What you need to do
Which of the lines in the listing that follows hold "siding"? Pull each one out.

━━━ Records for this exercise

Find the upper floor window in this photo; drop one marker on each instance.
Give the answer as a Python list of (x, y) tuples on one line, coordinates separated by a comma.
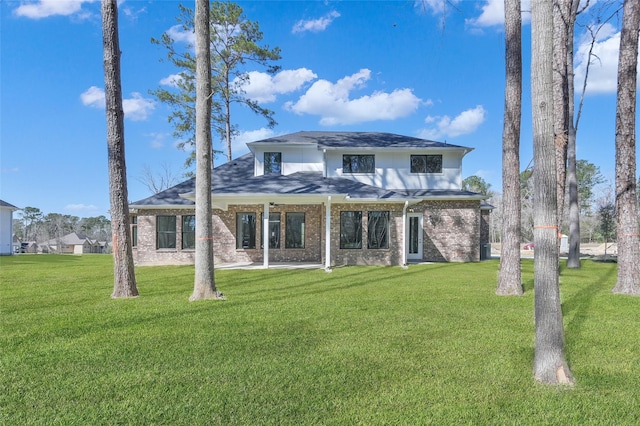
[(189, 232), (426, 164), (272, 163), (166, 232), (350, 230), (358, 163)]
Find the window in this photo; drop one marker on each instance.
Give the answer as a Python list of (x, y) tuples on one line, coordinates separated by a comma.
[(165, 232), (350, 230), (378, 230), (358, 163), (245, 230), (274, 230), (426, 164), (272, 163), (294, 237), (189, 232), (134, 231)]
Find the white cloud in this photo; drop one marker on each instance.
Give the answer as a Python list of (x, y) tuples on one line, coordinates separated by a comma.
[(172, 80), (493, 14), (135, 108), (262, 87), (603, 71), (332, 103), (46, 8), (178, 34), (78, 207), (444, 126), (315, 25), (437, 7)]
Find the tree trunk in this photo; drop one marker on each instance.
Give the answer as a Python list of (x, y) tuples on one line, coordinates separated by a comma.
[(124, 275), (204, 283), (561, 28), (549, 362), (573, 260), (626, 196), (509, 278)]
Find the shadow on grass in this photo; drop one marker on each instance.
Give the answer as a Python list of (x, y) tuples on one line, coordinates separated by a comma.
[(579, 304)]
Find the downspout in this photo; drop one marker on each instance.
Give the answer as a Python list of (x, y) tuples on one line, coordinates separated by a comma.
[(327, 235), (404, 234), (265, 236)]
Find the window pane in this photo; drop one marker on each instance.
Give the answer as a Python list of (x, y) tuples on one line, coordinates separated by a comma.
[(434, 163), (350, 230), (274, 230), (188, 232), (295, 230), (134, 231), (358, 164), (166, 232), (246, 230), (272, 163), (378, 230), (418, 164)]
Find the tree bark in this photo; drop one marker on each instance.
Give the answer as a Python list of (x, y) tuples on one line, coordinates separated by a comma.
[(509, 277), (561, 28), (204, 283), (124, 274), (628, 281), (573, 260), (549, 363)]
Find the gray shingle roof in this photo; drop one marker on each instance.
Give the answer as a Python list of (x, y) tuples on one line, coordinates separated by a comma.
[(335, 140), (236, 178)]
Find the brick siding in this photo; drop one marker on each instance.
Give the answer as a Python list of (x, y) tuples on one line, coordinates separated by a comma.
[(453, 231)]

━━━━━━
━━━ Records for this exercise

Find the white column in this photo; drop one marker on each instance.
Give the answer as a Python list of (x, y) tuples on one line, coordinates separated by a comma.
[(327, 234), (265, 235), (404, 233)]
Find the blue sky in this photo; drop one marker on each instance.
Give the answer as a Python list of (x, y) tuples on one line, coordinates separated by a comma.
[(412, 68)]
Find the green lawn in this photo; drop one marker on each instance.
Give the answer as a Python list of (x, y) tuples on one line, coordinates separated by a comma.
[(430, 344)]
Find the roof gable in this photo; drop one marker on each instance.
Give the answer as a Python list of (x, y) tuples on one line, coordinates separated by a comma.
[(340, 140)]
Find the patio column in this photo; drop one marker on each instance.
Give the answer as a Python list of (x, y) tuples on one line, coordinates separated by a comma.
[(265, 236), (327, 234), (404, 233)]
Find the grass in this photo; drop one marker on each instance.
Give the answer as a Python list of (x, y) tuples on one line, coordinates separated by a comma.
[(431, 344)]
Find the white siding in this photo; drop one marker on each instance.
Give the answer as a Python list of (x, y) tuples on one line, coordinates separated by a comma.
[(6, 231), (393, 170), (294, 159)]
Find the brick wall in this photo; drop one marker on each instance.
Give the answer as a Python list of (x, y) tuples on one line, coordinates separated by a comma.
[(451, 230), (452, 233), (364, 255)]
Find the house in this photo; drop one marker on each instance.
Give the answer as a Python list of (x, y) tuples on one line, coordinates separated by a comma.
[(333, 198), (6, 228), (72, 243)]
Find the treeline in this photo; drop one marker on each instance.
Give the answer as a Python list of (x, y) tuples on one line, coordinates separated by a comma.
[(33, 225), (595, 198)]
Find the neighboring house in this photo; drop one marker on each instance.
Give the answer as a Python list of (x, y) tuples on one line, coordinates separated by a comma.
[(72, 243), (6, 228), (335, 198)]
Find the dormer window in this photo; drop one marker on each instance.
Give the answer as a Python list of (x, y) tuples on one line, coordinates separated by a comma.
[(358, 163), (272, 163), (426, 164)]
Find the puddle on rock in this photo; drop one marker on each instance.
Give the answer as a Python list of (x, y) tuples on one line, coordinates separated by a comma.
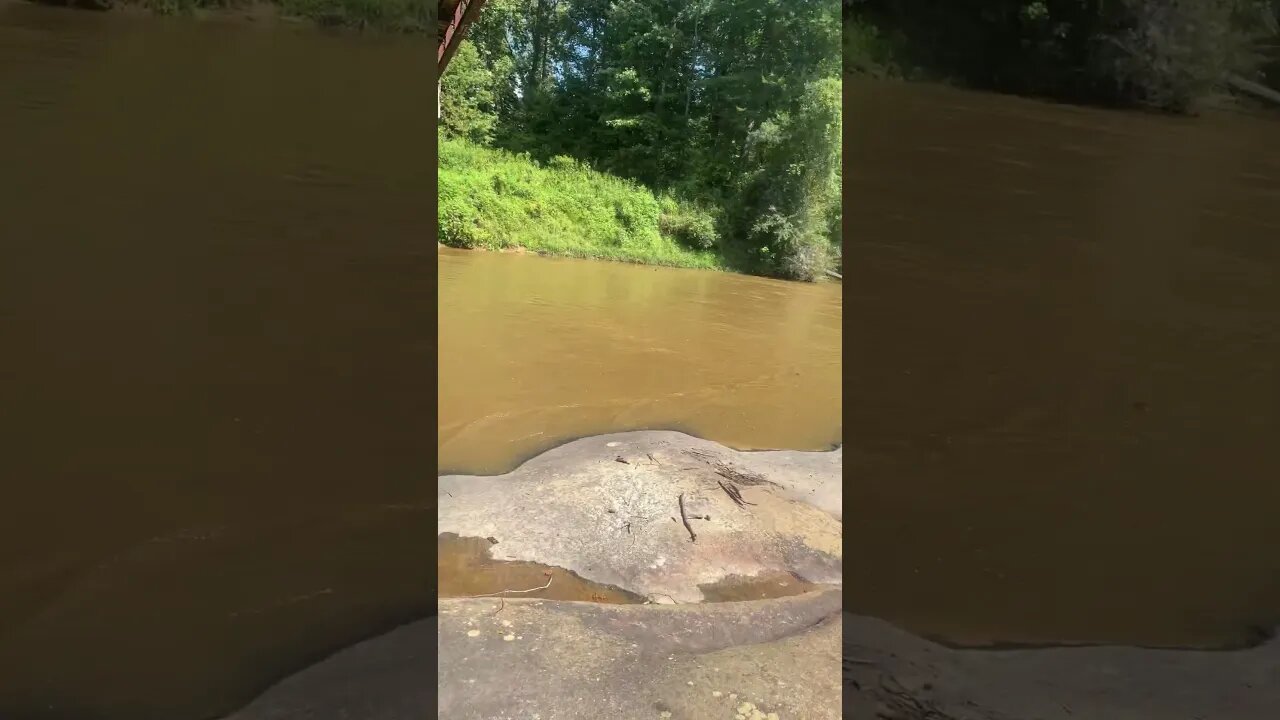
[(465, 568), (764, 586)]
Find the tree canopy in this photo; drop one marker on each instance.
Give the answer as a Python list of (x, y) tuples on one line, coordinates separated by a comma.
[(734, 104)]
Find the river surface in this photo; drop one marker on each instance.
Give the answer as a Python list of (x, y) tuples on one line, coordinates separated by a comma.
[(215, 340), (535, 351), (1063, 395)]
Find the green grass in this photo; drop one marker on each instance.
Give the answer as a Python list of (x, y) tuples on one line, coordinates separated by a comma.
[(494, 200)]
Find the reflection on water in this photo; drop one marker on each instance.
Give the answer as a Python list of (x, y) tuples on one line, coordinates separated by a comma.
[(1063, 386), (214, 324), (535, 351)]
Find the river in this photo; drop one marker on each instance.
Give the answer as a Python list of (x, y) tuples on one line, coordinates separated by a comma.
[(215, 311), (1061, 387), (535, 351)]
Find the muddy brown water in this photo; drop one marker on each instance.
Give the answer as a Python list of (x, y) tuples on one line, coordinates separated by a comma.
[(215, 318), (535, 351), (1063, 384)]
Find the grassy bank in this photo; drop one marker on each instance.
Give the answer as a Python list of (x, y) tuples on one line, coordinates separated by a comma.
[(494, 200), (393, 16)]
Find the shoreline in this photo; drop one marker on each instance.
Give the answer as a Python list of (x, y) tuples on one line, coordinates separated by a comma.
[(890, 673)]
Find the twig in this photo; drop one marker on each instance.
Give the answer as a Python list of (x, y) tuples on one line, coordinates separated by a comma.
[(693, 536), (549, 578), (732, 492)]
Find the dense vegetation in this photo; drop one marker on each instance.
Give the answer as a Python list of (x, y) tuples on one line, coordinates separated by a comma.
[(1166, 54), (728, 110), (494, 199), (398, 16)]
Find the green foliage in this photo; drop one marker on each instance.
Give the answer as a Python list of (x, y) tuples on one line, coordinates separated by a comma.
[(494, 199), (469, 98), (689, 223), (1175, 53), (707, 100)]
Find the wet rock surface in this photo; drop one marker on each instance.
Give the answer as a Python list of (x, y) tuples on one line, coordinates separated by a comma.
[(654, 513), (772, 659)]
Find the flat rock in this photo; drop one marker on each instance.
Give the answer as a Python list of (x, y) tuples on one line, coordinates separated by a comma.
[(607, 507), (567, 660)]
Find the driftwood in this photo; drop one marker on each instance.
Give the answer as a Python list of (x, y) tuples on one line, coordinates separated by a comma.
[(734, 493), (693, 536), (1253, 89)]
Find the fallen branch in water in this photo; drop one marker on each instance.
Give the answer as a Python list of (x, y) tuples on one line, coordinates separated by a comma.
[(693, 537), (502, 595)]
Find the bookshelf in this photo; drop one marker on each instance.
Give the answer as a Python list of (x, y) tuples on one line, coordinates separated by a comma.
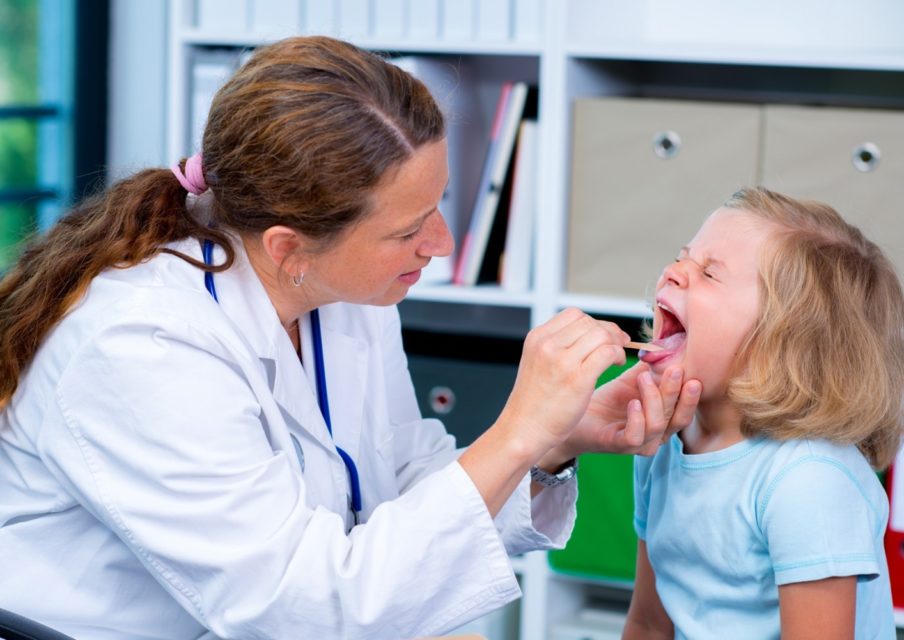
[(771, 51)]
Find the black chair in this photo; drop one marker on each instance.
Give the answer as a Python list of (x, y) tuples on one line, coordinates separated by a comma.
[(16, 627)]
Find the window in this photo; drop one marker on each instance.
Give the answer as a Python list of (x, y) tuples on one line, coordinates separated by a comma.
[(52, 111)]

━━━━━━

Solved exercise
Find the brick siding in this photo; drop one marker on each instance.
Find the white siding in this photo; drop one marker on each instance.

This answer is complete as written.